:: GIVEN PASSAGE ::
Time synchronisation exists because free-running clocks diverge. The job of protocols such as NTP and PTP is not to create time from nowhere. Their job is to estimate how far a local clock has drifted from a better reference, then steer that local oscillator gently enough that the system becomes more correct instead of less stable.
UTC, TAI, GPS Time, and Why "True Time" Depends on Which Clock You Mean
Before talking about protocols, we need to define what the system is trying to follow.
There is no single universal timescale used by every engineering system in the same way. The most important ones here are TAI, UTC, and GPS time.
TAI, International Atomic Time, is the continuous atomic timescale produced by combining measurements from atomic clocks operated by national metrology institutes around the world. It does not contain leap seconds. It just counts forward uniformly.

:: STORED DATA ::
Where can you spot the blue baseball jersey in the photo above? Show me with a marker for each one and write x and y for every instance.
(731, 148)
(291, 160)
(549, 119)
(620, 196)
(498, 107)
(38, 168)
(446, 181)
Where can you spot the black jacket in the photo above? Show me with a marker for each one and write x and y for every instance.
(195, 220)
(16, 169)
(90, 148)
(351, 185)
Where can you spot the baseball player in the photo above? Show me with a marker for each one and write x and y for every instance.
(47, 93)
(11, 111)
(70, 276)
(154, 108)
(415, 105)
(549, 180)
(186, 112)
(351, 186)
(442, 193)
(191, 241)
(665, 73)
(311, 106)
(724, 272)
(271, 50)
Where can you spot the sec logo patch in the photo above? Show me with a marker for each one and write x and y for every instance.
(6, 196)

:: EXERCISES ::
**A.** Repeat, word for word, everything in the time synchronization passage from "Time synchronisation exists" down to "and GPS time.".
**B.** Carry on writing the time synchronization passage, starting right after its last sentence.

:: ANSWERS FOR THE EXERCISE ::
**A.**
Time synchronisation exists because free-running clocks diverge. The job of protocols such as NTP and PTP is not to create time from nowhere. Their job is to estimate how far a local clock has drifted from a better reference, then steer that local oscillator gently enough that the system becomes more correct instead of less stable.
UTC, TAI, GPS Time, and Why "True Time" Depends on Which Clock You Mean
Before talking about protocols, we need to define what the system is trying to follow.
There is no single universal timescale used by every engineering system in the same way. The most important ones here are TAI, UTC, and GPS time.

**B.**
UTC, Coordinated Universal Time, is the civil timescale people usually mean when they say "the current time". It is derived from TAI but adjusted with leap seconds so that it does not drift too far from mean solar time and the Earth’s actual rotation. UTC is therefore not perfectly continuous. Occasionally it inserts an extra second, historically at the end of June or December, when Earth rotation and atomic time diverge too much.
GPS time is another continuous atomic timescale. It started aligned with UTC on 1980-01-06, but unlike UTC it does not apply leap seconds. That means GPS time and UTC differ by a fixed integer number of seconds that changes whenever UTC inserts a leap second. A GPS receiver therefore usually provides both a continuous internal timescale and enough metadata to recover UTC.
This distinction matters operationally:
- Databases and logs often want UTC because it matches the civil world.
- Telecom equipment often prefers continuous timescales because leap seconds are annoying.
- GNSS receivers often track GPS time internally, then export UTC with an offset.
- PTP profiles in industrial and telecom environments may distribute TAI or UTC depending on the profile and deployment.
When someone says "synchronise to GPS", what they usually mean is "use a GNSS receiver as a traceable source of atomic time, then expose a PPS edge and time-of-day message from which UTC can be reconstructed".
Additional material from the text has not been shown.